CONSIGNE DONNÉE:
Recopiez, s'il vous plaît, la partie des données qui s'ouvre sur la ligne contenant « Where can the blonde » et se termine à la fin des données, en y remplaçant « navy shorts » par « dark blue shorts » sans rien modifier d'autre.

Entrées répertoriées dans un jeu de données:

___

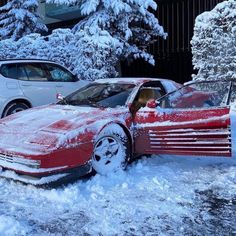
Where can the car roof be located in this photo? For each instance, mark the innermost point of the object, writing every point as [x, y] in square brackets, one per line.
[132, 80]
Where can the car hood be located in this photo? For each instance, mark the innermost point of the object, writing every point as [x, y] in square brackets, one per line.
[51, 126]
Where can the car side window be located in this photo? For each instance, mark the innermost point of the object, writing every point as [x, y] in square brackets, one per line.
[199, 95]
[9, 71]
[59, 74]
[21, 74]
[34, 71]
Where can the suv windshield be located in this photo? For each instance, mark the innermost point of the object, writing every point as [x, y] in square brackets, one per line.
[100, 95]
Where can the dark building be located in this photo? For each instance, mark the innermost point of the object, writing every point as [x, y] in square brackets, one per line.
[173, 55]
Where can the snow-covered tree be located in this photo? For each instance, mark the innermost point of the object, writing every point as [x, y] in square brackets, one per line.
[131, 22]
[19, 18]
[94, 54]
[214, 43]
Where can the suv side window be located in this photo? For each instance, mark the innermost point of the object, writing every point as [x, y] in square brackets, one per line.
[59, 74]
[34, 71]
[9, 71]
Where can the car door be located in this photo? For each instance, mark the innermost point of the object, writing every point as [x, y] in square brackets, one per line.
[34, 83]
[191, 121]
[64, 81]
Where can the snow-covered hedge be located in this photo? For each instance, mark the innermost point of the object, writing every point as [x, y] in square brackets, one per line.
[112, 30]
[214, 43]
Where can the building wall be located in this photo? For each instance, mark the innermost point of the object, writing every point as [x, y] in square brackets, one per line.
[173, 56]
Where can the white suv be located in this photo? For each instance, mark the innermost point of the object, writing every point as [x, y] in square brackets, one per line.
[29, 83]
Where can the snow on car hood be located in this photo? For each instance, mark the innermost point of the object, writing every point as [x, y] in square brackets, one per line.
[51, 126]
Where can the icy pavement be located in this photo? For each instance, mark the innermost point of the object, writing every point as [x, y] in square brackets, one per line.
[154, 196]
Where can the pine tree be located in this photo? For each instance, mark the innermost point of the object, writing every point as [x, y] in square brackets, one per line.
[19, 18]
[214, 43]
[131, 22]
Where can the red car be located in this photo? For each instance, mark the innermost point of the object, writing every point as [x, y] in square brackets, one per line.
[108, 122]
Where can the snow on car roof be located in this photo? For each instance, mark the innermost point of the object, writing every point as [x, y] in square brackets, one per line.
[127, 80]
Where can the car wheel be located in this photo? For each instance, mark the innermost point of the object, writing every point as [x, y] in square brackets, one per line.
[111, 150]
[14, 107]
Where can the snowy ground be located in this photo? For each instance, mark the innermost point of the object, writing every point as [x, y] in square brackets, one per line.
[154, 196]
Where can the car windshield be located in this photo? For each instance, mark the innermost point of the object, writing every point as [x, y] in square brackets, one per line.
[100, 95]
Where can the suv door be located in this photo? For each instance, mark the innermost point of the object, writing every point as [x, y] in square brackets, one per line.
[194, 120]
[65, 82]
[34, 83]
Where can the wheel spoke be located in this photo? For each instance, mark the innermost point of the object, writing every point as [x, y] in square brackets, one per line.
[114, 148]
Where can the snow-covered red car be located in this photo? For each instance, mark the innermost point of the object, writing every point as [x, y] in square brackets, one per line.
[108, 122]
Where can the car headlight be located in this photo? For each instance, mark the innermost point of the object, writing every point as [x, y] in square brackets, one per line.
[22, 161]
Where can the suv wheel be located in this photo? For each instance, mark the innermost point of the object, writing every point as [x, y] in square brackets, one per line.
[14, 107]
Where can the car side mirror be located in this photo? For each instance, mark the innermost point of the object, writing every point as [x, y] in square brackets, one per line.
[152, 103]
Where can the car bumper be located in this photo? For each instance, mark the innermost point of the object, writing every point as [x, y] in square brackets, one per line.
[45, 177]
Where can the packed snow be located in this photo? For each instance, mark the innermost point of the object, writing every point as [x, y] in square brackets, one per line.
[154, 196]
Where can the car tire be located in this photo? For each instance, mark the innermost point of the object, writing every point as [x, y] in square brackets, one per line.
[14, 107]
[111, 150]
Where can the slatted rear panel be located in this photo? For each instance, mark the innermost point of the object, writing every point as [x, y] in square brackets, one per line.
[201, 142]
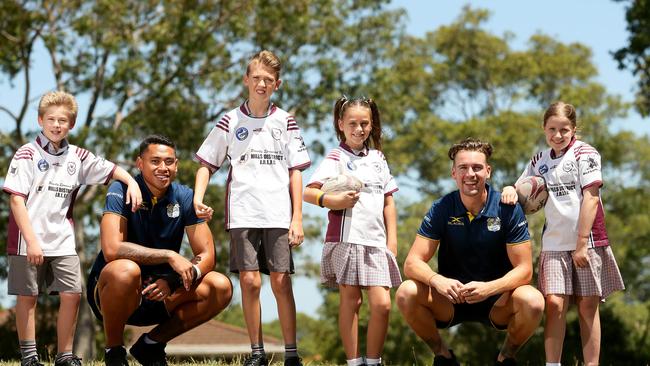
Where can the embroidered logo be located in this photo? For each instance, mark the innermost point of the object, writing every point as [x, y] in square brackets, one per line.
[43, 165]
[173, 210]
[494, 224]
[241, 133]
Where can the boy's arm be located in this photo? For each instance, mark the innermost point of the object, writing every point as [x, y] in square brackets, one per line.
[113, 231]
[200, 185]
[19, 210]
[390, 221]
[133, 194]
[296, 235]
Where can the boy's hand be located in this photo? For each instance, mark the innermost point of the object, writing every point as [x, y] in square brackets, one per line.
[202, 211]
[296, 234]
[509, 195]
[34, 254]
[133, 195]
[183, 267]
[157, 291]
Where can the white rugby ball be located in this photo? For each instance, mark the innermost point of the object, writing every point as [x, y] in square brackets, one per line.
[532, 193]
[341, 183]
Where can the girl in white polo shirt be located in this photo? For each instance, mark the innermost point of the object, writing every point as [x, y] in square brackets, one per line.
[576, 258]
[361, 240]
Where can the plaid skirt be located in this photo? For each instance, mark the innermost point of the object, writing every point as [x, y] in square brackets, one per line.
[559, 276]
[358, 265]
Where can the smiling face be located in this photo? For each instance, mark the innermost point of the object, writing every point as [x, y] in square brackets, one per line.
[55, 123]
[356, 124]
[158, 164]
[559, 132]
[471, 171]
[261, 81]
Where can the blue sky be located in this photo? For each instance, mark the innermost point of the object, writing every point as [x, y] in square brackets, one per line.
[598, 24]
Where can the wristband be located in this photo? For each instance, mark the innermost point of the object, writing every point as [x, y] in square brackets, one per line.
[197, 273]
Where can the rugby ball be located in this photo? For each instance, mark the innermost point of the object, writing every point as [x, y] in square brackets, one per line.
[532, 193]
[341, 183]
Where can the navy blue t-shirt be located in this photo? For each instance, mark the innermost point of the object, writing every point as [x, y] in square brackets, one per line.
[157, 224]
[474, 250]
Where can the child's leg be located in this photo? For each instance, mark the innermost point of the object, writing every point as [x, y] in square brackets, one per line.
[66, 324]
[349, 304]
[283, 292]
[556, 308]
[589, 328]
[379, 300]
[25, 325]
[250, 283]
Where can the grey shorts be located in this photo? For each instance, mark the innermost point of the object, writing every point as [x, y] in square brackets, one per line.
[56, 274]
[264, 250]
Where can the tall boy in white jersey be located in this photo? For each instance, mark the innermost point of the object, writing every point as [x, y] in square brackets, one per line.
[43, 180]
[263, 198]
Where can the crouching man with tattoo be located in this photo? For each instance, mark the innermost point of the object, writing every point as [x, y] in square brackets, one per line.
[139, 277]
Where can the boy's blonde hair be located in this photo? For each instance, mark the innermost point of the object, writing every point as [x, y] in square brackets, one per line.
[268, 59]
[59, 98]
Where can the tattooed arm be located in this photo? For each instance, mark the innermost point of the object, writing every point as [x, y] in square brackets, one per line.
[114, 246]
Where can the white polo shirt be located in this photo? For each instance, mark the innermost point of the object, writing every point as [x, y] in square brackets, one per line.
[566, 176]
[364, 223]
[261, 152]
[49, 180]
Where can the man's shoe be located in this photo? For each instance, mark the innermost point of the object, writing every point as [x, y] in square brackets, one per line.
[293, 361]
[258, 359]
[507, 362]
[115, 356]
[32, 361]
[444, 361]
[71, 360]
[149, 354]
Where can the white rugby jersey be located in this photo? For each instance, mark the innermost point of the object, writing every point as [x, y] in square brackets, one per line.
[49, 181]
[566, 176]
[364, 223]
[261, 152]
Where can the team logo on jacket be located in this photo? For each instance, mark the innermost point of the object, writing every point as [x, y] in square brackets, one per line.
[241, 133]
[173, 210]
[43, 165]
[72, 168]
[543, 169]
[494, 224]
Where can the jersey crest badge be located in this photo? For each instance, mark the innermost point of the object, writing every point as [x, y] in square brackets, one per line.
[241, 133]
[494, 224]
[72, 168]
[43, 165]
[173, 210]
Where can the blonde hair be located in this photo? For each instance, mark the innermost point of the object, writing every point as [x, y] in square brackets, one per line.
[59, 98]
[268, 59]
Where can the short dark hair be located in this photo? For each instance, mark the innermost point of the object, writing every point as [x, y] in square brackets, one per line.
[471, 144]
[155, 140]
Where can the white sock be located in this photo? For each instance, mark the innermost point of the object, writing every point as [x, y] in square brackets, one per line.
[373, 361]
[355, 361]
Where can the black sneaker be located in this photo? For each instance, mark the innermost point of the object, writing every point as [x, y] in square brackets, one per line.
[31, 361]
[444, 361]
[258, 359]
[293, 361]
[71, 360]
[149, 354]
[507, 362]
[115, 356]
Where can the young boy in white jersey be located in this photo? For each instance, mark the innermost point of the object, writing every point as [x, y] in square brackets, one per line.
[43, 180]
[263, 198]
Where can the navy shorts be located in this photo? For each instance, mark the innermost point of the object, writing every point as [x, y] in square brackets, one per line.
[148, 313]
[479, 312]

___

RÉSULTAT OBTENU:
Where can the blonde hair be located in this photo? For each instance, mark the innermost point of the object, writing every point as [x, y] in square brackets, one per line.
[59, 98]
[268, 59]
Where can the short dark hair be located in this photo? For each instance, mark the innermost point of the object, writing every point as [x, y] in square brackets, one per line.
[471, 144]
[155, 140]
Where can the white sock be located in this photo? For each instance, mark the innermost point of the object, writing every point as [x, y] in square brackets, one per line.
[373, 361]
[355, 361]
Where can the black sneaker be located in this photo? For each instance, mark the innermost point of the object, writing every point as [x, y] in square brackets, one per line.
[31, 361]
[444, 361]
[258, 359]
[293, 361]
[71, 360]
[149, 354]
[507, 362]
[115, 356]
Where can the young boy in white jersey be located in this photo? For each instance, mark the innermost point of the object, writing every point as [x, y] in square brackets, one per line.
[43, 180]
[263, 198]
Where can the dark blue shorts be located in this photo? For each instance, mark the innermost point of the object, writing every point as [x, y] in square brackets, one per line.
[148, 313]
[479, 312]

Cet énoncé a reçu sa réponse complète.